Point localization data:

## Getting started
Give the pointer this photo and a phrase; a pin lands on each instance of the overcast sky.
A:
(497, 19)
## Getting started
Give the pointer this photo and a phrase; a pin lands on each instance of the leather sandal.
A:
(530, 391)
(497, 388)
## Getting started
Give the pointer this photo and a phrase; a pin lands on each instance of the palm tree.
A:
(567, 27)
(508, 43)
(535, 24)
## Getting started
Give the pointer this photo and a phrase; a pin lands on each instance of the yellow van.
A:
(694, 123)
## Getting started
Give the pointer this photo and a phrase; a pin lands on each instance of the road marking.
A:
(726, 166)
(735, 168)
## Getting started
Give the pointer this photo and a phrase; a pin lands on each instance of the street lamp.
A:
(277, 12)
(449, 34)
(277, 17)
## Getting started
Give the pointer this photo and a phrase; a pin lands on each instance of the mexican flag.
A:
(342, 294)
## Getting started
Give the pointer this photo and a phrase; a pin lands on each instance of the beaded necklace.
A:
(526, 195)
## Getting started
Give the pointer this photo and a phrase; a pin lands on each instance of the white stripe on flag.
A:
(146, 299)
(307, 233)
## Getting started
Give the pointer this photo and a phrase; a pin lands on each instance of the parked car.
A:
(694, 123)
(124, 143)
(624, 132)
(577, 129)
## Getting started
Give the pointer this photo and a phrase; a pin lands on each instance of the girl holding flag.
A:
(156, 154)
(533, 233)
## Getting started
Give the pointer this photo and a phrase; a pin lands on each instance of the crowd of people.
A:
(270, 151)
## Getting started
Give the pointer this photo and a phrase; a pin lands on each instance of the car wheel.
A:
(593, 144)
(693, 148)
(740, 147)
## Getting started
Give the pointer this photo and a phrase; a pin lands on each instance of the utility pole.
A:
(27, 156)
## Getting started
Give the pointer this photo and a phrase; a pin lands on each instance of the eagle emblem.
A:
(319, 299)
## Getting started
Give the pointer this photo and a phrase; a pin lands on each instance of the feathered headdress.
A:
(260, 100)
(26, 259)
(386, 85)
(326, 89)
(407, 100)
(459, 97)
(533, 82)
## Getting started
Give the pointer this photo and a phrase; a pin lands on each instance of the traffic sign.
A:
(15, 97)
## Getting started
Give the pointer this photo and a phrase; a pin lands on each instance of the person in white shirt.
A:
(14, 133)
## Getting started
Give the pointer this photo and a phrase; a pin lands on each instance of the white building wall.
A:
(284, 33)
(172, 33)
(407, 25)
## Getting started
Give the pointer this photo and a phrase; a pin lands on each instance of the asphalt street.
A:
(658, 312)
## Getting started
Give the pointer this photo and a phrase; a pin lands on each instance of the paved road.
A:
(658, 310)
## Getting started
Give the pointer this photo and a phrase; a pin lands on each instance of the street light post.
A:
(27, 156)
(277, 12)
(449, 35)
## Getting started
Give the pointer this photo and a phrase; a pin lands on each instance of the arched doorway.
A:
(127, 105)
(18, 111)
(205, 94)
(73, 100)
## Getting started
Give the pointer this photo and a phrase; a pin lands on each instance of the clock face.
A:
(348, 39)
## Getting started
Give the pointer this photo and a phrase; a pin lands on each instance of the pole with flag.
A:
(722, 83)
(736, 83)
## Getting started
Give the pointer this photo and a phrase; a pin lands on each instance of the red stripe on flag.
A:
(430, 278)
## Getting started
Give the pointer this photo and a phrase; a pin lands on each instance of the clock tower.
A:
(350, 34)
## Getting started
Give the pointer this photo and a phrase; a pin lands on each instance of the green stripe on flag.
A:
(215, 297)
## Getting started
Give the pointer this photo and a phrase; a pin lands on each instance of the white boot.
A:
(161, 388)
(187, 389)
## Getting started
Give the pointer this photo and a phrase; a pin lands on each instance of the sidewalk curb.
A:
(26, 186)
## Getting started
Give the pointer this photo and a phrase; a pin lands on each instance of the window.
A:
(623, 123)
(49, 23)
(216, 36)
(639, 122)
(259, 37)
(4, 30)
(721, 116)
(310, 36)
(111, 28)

...

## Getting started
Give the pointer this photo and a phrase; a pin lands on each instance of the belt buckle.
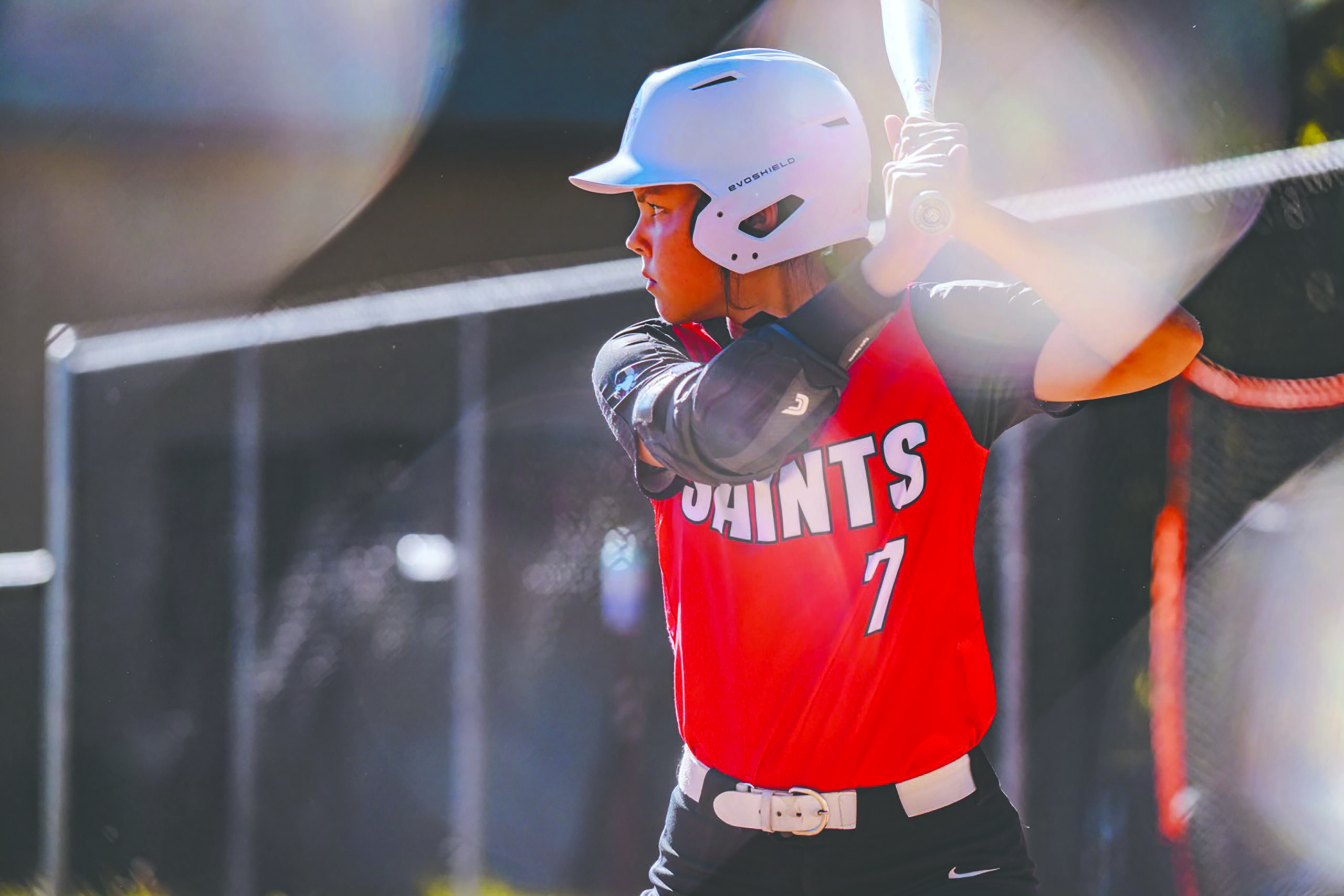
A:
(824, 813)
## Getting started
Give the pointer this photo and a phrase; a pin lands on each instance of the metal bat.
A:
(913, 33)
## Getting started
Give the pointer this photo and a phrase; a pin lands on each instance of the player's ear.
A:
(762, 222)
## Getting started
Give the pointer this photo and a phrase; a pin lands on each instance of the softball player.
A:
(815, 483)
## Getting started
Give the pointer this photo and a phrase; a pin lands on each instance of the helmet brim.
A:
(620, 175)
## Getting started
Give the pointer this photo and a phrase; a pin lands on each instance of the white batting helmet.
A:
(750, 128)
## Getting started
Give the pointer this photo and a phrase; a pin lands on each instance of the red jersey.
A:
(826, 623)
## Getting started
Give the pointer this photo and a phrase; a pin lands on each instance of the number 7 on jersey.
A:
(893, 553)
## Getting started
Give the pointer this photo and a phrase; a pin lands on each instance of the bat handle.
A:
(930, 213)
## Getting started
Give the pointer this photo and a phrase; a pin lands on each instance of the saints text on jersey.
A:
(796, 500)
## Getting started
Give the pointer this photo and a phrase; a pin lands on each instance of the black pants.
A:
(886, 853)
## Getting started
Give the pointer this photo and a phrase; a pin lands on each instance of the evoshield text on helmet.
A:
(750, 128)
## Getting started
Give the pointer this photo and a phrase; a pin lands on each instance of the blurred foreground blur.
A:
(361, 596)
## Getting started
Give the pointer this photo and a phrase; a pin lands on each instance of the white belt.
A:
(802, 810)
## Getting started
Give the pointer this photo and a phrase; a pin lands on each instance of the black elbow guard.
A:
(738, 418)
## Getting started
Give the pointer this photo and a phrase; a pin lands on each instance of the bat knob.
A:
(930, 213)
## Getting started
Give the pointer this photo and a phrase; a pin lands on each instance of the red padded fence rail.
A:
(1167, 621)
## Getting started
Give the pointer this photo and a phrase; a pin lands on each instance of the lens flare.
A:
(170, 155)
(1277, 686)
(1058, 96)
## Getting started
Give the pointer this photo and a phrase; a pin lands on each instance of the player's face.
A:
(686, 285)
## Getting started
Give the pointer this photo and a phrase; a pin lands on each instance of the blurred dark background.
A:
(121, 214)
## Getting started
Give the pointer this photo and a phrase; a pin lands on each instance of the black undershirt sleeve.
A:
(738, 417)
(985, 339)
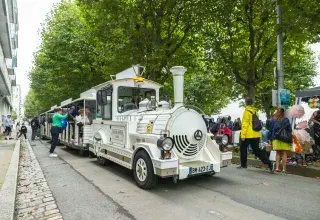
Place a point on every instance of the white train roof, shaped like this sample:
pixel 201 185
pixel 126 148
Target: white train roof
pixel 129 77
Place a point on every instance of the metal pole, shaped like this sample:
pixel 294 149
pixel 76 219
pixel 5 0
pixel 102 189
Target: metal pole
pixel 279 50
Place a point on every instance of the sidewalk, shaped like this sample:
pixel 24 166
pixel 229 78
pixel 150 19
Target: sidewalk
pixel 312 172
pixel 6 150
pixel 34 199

...

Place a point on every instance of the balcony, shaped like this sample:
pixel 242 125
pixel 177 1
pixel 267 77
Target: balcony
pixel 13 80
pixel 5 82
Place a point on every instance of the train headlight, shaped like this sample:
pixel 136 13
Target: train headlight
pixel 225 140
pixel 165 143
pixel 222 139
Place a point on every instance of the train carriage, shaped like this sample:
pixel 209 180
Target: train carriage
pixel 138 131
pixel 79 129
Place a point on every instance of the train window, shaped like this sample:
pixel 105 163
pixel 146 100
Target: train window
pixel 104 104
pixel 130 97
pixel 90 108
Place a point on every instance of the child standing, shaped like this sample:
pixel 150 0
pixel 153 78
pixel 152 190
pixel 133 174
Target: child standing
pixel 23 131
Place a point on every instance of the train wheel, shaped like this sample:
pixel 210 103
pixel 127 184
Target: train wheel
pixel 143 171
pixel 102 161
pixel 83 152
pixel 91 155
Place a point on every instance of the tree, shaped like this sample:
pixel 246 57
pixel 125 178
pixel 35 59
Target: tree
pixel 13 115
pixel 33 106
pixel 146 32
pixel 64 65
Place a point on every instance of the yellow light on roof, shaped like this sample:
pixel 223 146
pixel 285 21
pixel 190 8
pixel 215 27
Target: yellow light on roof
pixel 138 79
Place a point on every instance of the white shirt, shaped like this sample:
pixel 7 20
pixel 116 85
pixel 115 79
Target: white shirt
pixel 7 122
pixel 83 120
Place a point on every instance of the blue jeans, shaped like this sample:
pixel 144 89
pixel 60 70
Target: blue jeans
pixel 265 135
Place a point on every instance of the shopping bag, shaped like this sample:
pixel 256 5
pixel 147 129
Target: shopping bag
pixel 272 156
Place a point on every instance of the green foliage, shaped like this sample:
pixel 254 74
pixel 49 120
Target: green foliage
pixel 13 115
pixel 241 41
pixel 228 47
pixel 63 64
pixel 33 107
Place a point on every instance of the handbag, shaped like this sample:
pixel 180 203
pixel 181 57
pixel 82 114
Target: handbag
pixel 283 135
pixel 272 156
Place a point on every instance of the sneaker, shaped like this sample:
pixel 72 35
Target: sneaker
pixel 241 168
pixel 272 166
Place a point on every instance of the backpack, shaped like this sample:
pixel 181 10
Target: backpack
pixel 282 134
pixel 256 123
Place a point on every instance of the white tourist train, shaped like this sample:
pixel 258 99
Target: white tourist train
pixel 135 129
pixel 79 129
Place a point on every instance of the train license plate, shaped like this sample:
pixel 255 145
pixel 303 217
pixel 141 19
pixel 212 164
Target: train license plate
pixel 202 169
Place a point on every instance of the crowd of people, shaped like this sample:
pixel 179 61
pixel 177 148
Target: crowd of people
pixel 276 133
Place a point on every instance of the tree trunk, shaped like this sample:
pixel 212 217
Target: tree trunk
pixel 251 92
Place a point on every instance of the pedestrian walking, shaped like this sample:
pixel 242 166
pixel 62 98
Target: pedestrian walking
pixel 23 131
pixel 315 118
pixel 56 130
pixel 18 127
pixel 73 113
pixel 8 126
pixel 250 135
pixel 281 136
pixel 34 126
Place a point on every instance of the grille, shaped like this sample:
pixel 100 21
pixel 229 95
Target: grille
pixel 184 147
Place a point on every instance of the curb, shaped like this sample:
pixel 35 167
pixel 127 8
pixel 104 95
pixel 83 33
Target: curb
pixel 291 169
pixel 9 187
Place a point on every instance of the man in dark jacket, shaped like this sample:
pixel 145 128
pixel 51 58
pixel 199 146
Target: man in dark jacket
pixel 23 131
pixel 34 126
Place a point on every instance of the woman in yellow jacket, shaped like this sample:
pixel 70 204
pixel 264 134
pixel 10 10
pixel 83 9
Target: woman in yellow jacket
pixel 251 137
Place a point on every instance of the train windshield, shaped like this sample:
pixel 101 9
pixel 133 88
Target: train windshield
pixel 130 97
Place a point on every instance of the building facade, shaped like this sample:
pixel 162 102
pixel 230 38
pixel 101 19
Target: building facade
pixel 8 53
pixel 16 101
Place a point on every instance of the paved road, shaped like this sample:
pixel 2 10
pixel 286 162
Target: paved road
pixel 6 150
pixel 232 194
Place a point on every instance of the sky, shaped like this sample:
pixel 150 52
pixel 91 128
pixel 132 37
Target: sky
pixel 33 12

**YOUR INSTRUCTIONS**
Search the data above for lines holding "face" and copy each of them.

**ANSWER BOX**
Give the pointer this photo and a phrase; a pin lands on each instance of the clock face.
Give the pointer this photo and a phrase; a pin lands on each instance of the player's face.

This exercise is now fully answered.